▶ [EXTRAIT SOURCE]:
# # # #

Pour ce qui est de switcher ca attendra l'achat de mon portable  le mini est uniquement detiné a en faire un mediacenter 

merci tout de meme.


----------



## Jack Dell (22 Mai 2006)

ben chez moi ça marche, et dans les deux sens en meme temps, mais on est très loin du sujet..


----------



## HImac in touch (22 Mai 2006)

Vous avez beau dire juste 2 secondes, je dis un truc ça fait presque 2 pages que vous vous chamaillez et moi ça me gave de lire des trucs qu'ont aucun rapport avec le titre, alors créer votre Topic Bataille entre Windows et MAC OS    et puis voilà   


Non mais  


HImac in touch : Modo avant l'heure ^^


----------



## Exover (22 Mai 2006)

Heu..... regarde le titre du topics  Windows XP sur mac: vos impressions, on est donc bien dans le sujet du topics, avantage de l'un ou de l'autre  puis tu remarqueras qu'il n'y a aucune bataille, ca reste tres cordiale avec des cnseils par ci par la, entre personnes intelligentes donc  

Bon une question ou trouvez de bon driver son pour XP parceque pour le moment pas de sortie ligne


----------



## Jack Dell (22 Mai 2006)

EXOVER >je t'ai envoyé un MP au sujet montage lecteur reseau, pas idée pour tes driver, je tourne avec des G5...


----------



## HImac in touch (22 Mai 2006)

Exover a dit:
			
		

> Heu..... regarde le titre du topics  Windows XP sur mac: vos impressions, on est donc bien dans le sujet du topics, avantage de l'un ou de l'autre  puis tu remarqueras qu'il n'y a aucune bataille, ca reste tres cordiale avec des cnseils par ci par la, entre personnes intelligentes donc
> 
> Bon une question ou trouvez de bon driver son pour XP parceque pour le moment pas de sortie ligne




Ok je m'incline, c'est vrai qu'en regardant bien c'est très cordiale par rapport à d'autres forums que j'ai l'habitude de voir  , je ne devais surement pas être fait pour le rôle de modo    .

# # # #

▶ [ENTRÉES FOURNIES]:
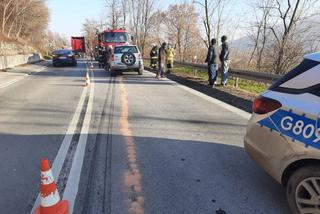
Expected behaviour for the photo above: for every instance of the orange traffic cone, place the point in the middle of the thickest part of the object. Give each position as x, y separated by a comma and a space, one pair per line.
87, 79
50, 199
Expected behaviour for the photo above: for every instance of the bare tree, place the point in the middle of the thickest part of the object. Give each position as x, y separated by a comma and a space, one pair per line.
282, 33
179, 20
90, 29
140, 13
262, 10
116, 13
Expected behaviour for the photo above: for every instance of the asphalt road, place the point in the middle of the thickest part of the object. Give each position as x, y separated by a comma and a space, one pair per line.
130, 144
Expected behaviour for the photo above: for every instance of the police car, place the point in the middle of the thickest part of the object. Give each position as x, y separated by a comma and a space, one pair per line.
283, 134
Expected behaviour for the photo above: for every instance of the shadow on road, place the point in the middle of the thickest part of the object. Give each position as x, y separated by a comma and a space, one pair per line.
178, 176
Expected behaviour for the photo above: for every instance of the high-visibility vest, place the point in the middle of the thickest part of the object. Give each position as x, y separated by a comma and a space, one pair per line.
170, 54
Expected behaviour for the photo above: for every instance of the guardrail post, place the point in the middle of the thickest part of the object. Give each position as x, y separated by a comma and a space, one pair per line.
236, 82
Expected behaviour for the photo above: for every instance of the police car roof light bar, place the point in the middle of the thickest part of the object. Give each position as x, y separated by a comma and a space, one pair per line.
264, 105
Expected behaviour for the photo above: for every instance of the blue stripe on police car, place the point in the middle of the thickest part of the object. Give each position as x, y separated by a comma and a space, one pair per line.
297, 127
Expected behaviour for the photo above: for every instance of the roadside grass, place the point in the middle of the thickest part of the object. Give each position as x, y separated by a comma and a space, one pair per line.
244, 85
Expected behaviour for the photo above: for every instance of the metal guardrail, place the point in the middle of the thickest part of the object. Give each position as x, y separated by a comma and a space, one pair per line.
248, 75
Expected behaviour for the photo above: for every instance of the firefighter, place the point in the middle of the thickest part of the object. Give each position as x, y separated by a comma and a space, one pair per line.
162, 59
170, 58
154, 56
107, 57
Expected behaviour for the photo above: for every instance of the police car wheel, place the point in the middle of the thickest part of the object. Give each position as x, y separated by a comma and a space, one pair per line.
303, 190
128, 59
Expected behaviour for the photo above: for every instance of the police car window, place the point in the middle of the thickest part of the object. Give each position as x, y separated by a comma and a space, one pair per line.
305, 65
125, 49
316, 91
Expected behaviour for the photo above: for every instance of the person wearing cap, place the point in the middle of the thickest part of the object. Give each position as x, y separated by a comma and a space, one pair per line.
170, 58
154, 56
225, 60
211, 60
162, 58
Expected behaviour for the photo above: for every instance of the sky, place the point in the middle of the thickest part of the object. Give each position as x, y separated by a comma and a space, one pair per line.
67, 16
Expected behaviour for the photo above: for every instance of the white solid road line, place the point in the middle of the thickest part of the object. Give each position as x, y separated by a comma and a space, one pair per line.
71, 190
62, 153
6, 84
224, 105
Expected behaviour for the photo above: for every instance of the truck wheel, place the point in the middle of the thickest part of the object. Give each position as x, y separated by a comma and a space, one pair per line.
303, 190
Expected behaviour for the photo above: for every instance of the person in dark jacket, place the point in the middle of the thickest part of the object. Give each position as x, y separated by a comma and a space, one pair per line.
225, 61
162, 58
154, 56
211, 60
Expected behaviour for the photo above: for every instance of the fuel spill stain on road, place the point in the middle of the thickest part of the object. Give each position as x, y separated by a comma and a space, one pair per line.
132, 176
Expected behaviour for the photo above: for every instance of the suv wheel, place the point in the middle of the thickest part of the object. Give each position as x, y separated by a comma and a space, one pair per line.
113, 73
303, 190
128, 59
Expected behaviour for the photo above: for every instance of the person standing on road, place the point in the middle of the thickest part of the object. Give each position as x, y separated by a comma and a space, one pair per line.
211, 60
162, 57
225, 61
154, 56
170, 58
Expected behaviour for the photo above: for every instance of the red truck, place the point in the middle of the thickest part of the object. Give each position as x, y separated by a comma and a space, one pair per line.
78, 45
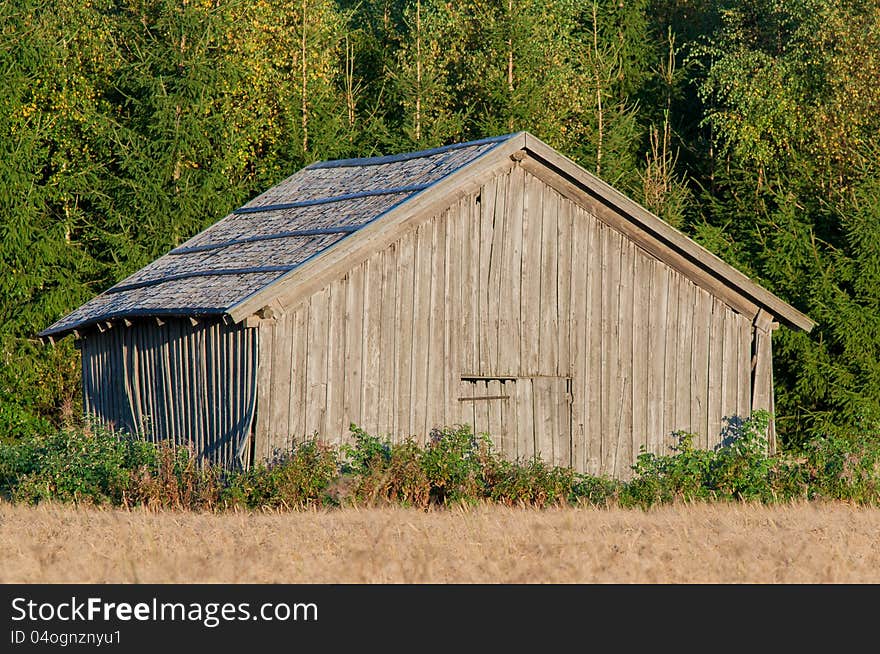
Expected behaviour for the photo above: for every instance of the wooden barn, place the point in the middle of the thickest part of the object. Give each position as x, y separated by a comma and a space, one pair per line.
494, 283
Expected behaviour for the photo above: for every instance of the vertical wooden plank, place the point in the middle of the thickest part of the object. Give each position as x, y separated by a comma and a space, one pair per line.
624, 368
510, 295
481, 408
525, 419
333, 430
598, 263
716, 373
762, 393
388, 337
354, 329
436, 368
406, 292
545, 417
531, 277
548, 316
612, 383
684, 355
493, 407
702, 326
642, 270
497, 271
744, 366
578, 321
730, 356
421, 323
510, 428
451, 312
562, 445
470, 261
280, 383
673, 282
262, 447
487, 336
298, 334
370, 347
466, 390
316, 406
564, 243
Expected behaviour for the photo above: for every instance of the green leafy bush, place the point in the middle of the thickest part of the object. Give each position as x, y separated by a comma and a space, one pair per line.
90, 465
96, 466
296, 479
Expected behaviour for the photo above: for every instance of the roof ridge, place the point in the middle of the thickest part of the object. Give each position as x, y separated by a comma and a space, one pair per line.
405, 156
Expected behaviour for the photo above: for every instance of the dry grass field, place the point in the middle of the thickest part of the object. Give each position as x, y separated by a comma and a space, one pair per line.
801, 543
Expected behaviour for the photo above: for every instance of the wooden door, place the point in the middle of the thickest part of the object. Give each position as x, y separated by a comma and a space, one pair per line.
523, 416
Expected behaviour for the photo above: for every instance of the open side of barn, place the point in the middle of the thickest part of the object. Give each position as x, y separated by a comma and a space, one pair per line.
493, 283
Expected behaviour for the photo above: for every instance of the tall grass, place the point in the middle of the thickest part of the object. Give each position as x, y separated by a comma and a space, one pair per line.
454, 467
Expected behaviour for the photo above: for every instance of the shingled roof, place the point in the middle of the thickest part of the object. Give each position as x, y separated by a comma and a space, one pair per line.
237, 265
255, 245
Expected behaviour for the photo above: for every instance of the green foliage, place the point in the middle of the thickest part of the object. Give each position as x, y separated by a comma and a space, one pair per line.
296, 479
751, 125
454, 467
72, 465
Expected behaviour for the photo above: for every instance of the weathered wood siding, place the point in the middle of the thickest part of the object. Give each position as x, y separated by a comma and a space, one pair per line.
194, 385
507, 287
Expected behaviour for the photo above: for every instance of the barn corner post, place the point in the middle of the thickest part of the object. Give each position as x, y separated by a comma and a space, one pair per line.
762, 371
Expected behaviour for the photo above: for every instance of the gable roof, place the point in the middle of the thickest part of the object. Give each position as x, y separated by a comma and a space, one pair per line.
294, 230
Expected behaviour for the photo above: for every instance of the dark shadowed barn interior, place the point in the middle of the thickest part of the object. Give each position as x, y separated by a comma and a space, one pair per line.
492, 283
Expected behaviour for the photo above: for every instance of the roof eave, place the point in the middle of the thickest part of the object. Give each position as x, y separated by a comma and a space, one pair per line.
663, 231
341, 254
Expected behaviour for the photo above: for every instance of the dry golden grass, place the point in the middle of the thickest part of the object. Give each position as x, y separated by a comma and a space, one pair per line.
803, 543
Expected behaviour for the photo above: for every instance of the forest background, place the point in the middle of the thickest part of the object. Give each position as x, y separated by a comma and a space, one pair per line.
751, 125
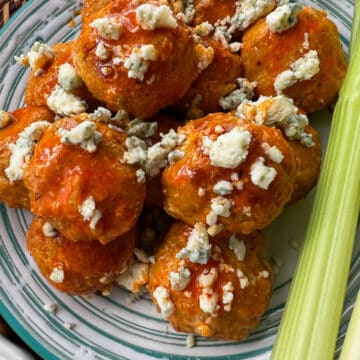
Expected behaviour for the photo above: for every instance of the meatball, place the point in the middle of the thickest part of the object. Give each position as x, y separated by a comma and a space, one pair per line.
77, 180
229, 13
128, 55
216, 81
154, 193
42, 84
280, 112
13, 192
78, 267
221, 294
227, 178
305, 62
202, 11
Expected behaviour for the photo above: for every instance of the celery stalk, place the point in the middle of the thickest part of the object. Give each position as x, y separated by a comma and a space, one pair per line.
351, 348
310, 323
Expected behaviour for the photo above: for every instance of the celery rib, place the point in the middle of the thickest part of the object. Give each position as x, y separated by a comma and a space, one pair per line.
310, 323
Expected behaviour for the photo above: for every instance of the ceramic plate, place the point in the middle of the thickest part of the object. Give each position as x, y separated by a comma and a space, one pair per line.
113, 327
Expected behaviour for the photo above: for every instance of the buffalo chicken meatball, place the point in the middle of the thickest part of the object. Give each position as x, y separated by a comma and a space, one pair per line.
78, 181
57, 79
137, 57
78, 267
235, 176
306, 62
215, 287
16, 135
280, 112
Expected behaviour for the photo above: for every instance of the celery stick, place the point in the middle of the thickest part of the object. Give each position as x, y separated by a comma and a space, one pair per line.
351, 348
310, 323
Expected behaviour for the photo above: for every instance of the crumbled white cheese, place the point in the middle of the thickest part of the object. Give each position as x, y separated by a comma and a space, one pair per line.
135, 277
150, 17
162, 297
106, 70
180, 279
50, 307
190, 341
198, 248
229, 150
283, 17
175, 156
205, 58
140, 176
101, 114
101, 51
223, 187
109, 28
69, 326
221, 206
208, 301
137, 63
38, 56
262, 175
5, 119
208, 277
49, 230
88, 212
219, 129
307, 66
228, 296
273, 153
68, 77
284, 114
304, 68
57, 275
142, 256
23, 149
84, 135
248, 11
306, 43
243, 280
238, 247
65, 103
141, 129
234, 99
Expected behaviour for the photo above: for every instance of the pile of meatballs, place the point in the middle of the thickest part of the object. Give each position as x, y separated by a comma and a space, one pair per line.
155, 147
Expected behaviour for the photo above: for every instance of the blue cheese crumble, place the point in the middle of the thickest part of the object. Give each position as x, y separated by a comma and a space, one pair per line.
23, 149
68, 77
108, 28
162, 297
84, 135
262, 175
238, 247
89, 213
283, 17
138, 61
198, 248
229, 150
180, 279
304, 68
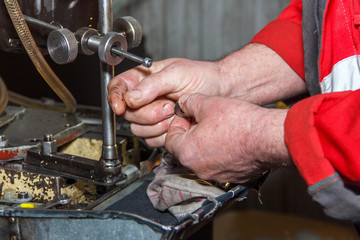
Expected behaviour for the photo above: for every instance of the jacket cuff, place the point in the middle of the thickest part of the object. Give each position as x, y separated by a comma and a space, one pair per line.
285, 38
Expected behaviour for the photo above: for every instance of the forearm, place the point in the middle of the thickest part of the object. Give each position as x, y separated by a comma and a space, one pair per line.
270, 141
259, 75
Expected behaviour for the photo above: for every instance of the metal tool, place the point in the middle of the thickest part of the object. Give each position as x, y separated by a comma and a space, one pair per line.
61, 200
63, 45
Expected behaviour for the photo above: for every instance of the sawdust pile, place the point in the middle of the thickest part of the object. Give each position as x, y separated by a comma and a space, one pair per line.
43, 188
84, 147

# # # #

▶ [CONSIGNE ÉCRITE]: Poursuivez la discussion de forum sur Windows XP sur Mac en ajoutant la suite après son dernier message.

▶ [PROBLÈME RÉSOLU]:
Sans rancune ami Windowsien


----------



## Tarul (23 Mai 2006)

Exover a dit:
			
		

> Heu..... regarde le titre du topics  Windows XP sur mac: vos impressions, on est donc bien dans le sujet du topics, avantage de l'un ou de l'autre  puis tu remarqueras qu'il n'y a aucune bataille, ca reste tres cordiale avec des cnseils par ci par la, entre personnes intelligentes donc
> 
> Bon une question ou trouvez de bon driver son pour XP parceque pour le moment pas de sortie ligne



au fait que dit windows comme référence pour la carte son? peut ête qu'il y a un autre driver chez le constructeur de la carte(et qui soit auter qu'apple).


----------



## Exover (23 Mai 2006)

Jack> promis je réessayerais et je te dirais ca  merci pour ton entetement  

Tarul> ben apparement il existe un autre driver mais quand je l'installe il me dis qu'il n'est pas compatible avec mon materiel.
Je vais continuer a chercher (sigmatel audio high definition).


----------



## Jack Dell (23 Mai 2006)

pas de probleme, il n'y a pas de raison que cela ne marche pas, vu que cela le fait tres bien chez moi.


----------



## power600 (25 Mai 2006)

Pas de Windows sur mes Mac (un G4 et un G5)  mais pour le démarrage lent de XP un solution qui peut aider à le rendre plus rapide: http://www.sysinternals.com/Utilities/PageDefrag.html
Ce logiciel défragmente des fichiers utilisés au démarrage et ça accélère notablement le démarrage de XP.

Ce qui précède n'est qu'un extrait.